▸ **WORK INSTRUCTIONS**:
Leave every picture out and write out the records below exactly.

▸ **DATA PROVIDED**:
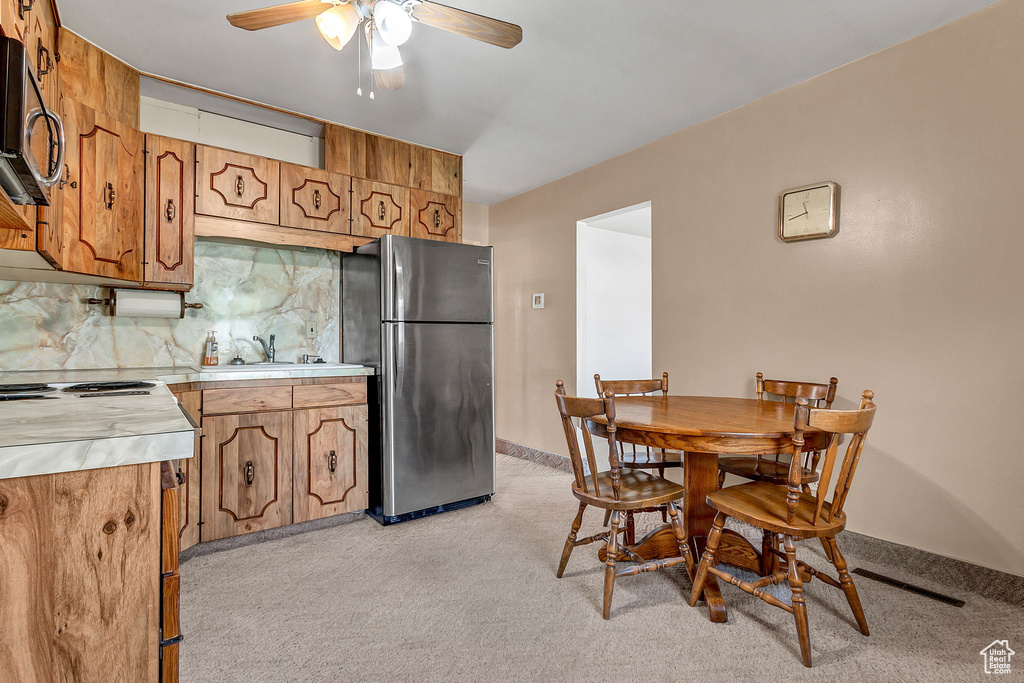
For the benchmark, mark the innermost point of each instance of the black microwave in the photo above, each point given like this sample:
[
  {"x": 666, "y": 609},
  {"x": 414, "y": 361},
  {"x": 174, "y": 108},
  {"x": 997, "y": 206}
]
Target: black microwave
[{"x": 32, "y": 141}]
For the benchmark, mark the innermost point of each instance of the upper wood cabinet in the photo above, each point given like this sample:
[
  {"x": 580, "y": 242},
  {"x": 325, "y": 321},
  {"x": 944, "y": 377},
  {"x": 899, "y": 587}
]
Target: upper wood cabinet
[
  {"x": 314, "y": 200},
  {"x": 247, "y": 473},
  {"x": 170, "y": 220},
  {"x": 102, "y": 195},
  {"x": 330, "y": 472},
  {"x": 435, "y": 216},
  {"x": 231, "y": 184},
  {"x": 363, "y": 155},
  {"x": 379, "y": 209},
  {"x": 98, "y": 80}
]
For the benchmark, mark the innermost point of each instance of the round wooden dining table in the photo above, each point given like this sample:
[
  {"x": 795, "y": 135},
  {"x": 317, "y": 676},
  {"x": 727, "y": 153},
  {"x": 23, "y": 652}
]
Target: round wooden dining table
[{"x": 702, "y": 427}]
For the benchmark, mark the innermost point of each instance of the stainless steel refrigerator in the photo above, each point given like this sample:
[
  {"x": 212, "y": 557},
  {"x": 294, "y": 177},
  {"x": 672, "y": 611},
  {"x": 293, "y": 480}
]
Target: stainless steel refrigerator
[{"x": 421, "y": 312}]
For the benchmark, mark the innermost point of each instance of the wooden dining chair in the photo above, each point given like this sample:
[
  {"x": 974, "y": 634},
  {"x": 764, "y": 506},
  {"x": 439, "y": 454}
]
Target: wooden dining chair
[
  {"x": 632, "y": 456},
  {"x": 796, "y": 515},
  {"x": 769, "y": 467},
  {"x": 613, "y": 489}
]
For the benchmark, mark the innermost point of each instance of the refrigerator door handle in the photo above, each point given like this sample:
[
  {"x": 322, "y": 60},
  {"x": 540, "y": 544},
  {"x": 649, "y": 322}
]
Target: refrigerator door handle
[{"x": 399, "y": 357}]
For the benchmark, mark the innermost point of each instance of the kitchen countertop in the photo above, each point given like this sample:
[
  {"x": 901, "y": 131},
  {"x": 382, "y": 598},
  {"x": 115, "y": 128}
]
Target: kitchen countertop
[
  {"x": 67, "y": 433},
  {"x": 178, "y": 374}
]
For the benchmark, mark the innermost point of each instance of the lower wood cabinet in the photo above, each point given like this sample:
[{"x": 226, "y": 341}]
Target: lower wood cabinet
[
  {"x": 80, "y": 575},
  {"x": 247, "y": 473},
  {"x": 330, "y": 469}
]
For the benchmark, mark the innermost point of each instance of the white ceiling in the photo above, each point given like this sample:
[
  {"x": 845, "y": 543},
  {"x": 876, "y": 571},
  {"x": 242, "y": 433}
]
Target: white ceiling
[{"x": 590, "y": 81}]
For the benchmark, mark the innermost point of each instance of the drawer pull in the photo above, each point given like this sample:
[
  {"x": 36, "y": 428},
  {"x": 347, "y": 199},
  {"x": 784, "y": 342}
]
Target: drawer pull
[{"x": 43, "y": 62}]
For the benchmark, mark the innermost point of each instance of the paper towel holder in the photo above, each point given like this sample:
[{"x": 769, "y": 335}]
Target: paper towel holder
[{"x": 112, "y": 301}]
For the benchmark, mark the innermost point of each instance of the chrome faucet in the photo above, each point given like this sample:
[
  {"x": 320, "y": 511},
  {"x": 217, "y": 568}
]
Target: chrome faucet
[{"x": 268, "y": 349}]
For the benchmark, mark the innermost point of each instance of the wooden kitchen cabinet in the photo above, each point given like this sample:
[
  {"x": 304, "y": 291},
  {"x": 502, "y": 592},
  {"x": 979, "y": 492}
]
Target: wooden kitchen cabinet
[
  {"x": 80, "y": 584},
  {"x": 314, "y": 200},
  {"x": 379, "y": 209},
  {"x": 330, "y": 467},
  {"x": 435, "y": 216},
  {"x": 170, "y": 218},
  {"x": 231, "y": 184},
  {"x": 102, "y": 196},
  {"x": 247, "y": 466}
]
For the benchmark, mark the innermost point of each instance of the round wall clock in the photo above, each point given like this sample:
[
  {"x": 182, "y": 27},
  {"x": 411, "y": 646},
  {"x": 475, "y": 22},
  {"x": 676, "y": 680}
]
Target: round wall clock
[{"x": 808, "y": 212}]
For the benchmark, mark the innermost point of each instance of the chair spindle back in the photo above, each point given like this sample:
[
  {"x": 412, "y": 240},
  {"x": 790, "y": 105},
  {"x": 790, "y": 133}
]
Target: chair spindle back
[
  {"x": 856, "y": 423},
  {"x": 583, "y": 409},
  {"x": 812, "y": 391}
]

▸ **TASK SOLUTION**:
For the benchmark, mark the innermost point of each instance of the black microwave in the photo above, each point given like this sample:
[
  {"x": 666, "y": 609},
  {"x": 414, "y": 361},
  {"x": 174, "y": 108},
  {"x": 997, "y": 206}
]
Target: black microwave
[{"x": 32, "y": 141}]
For the benchmark, mark the innermost point of each instance of the upper wood cabinet in the photo above, each point given like this sample:
[
  {"x": 580, "y": 242},
  {"x": 325, "y": 321},
  {"x": 944, "y": 377},
  {"x": 899, "y": 587}
]
Target: upper wood cabinet
[
  {"x": 314, "y": 200},
  {"x": 247, "y": 473},
  {"x": 170, "y": 220},
  {"x": 102, "y": 195},
  {"x": 330, "y": 472},
  {"x": 435, "y": 216},
  {"x": 231, "y": 184},
  {"x": 363, "y": 155},
  {"x": 379, "y": 209},
  {"x": 98, "y": 80}
]
For the benchmark, mark the innermost point of each instance of the round wooden dining table in the photo above, each point given like this sample:
[
  {"x": 795, "y": 135},
  {"x": 317, "y": 676},
  {"x": 727, "y": 153},
  {"x": 23, "y": 652}
]
Target: round wooden dining table
[{"x": 702, "y": 427}]
For the benchmark, mark the innermost point of each instance of the stainless steel refrigerator in the photo above, each point given like this sample:
[
  {"x": 212, "y": 557},
  {"x": 294, "y": 177},
  {"x": 672, "y": 611},
  {"x": 293, "y": 480}
]
Target: stainless steel refrigerator
[{"x": 421, "y": 312}]
For the benchmark, mark the innermost point of each instance of the wooden dining chair in the photo above, each point given like this sample:
[
  {"x": 974, "y": 634},
  {"x": 764, "y": 506},
  {"x": 439, "y": 454}
]
Target: wooden dining chair
[
  {"x": 632, "y": 456},
  {"x": 796, "y": 515},
  {"x": 769, "y": 467},
  {"x": 613, "y": 489}
]
For the benchmark, mark the innermost point of each instance of the refrigerator door handle in the photo above, each point given like this sample:
[
  {"x": 322, "y": 60},
  {"x": 540, "y": 544},
  {"x": 649, "y": 322}
]
Target: refrigerator door handle
[{"x": 399, "y": 357}]
For the benchmark, mark the innermost point of each instance of the kitchen countertop in the photo above, each point given like this sample:
[
  {"x": 901, "y": 131},
  {"x": 382, "y": 598},
  {"x": 115, "y": 128}
]
Target: kitchen countertop
[
  {"x": 67, "y": 433},
  {"x": 178, "y": 374}
]
For the benchmark, mark the innermost point of each instance of the lower wood cabinet in the photo above, each point given like this sample:
[{"x": 226, "y": 341}]
Target: lower wood cabinet
[
  {"x": 80, "y": 575},
  {"x": 247, "y": 473},
  {"x": 330, "y": 469}
]
For the benchmark, mark the innermost point of each instance of the white ceiling in the photo above, each point given like this sample:
[
  {"x": 845, "y": 543},
  {"x": 876, "y": 571},
  {"x": 242, "y": 433}
]
Target: white ceiling
[{"x": 590, "y": 81}]
For the benchmark, mark the innermost point of each instance of the drawer pull in the photo above, each point given like this sample:
[
  {"x": 36, "y": 428},
  {"x": 347, "y": 199},
  {"x": 784, "y": 342}
]
Target: drawer pull
[{"x": 43, "y": 62}]
For the benchmark, mark the innermost point of each instance of the paper towel holder in the photo above, each point given like this sample:
[{"x": 769, "y": 335}]
Target: paper towel holder
[{"x": 112, "y": 301}]
For the benchmark, mark the innermost point of each instance of the chrome faucet in the photo above, each point given like this sample:
[
  {"x": 320, "y": 511},
  {"x": 217, "y": 568}
]
Target: chrome faucet
[{"x": 268, "y": 349}]
For the benchmark, mark the innermost point of each instance of the wooden kitchen cabinet in the photo above, each point given like this sample:
[
  {"x": 304, "y": 291},
  {"x": 502, "y": 592},
  {"x": 979, "y": 492}
]
Target: wooden kitchen cabinet
[
  {"x": 80, "y": 584},
  {"x": 314, "y": 200},
  {"x": 379, "y": 209},
  {"x": 330, "y": 467},
  {"x": 435, "y": 216},
  {"x": 170, "y": 218},
  {"x": 231, "y": 184},
  {"x": 102, "y": 196},
  {"x": 247, "y": 466}
]
For the benchmark, mark the innermost point of each instance of the round wall clock in the photo above, each point given like this sample:
[
  {"x": 182, "y": 27},
  {"x": 411, "y": 646},
  {"x": 475, "y": 22},
  {"x": 676, "y": 680}
]
Target: round wall clock
[{"x": 808, "y": 212}]
For the benchmark, mark the innermost point of each instance of the chair spindle back in the photo above, each point given like this sample:
[
  {"x": 412, "y": 240},
  {"x": 790, "y": 105},
  {"x": 790, "y": 133}
]
Target: chair spindle back
[
  {"x": 856, "y": 423},
  {"x": 583, "y": 409},
  {"x": 812, "y": 391}
]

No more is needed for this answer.